***** EXTRACTED INFORMATION *****

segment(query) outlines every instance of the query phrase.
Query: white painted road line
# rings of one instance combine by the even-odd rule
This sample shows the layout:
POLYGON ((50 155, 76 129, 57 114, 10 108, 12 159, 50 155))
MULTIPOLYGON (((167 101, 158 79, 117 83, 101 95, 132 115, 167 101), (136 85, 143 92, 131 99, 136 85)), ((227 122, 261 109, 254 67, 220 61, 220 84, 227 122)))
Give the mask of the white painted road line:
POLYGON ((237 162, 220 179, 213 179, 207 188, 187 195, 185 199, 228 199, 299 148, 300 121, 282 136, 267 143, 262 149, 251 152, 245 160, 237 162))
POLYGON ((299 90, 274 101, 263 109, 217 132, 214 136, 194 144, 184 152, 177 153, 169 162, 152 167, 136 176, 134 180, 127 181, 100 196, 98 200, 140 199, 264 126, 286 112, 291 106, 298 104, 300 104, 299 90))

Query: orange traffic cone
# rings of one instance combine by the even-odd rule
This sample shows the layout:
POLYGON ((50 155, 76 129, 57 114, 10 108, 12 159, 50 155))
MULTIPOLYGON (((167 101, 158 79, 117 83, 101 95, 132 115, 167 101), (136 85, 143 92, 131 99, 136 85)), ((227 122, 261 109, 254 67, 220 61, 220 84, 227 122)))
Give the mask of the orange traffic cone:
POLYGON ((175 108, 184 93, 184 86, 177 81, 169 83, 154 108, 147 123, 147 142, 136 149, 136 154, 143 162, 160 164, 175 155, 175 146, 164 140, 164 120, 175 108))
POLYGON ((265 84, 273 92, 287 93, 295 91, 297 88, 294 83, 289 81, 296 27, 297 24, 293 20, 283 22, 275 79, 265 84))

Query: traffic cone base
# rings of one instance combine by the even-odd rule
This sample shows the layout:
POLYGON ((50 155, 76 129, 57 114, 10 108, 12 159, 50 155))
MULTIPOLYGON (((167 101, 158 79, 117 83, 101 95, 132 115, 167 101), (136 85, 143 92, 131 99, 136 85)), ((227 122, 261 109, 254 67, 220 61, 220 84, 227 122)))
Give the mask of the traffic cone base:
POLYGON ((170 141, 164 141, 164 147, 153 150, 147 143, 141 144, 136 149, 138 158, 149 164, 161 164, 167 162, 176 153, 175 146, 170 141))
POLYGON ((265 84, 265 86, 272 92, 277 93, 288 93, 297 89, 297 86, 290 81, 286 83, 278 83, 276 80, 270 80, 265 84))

*****

▸ TASK DIRECTIONS
Duplicate every line of the entries above, starting with the line containing "Query: orange traffic cone" and continuing through the line containing "POLYGON ((265 84, 273".

▸ RESULT FOR THIS TASK
Query: orange traffic cone
# rings of one instance combine by the even-odd rule
This sample shows the layout:
POLYGON ((50 155, 76 129, 57 114, 10 108, 12 159, 50 155))
MULTIPOLYGON (((167 101, 158 79, 117 83, 101 95, 132 115, 167 101), (136 85, 143 92, 131 99, 136 85)), ((227 122, 261 109, 254 67, 220 61, 220 84, 227 122)))
Give the mask of the orange traffic cone:
POLYGON ((175 108, 184 93, 184 86, 177 81, 169 83, 154 108, 147 123, 147 142, 136 149, 136 154, 143 162, 160 164, 175 155, 175 146, 164 140, 164 120, 175 108))
POLYGON ((265 84, 273 92, 287 93, 295 91, 297 88, 294 83, 289 81, 296 27, 297 24, 293 20, 283 22, 275 79, 265 84))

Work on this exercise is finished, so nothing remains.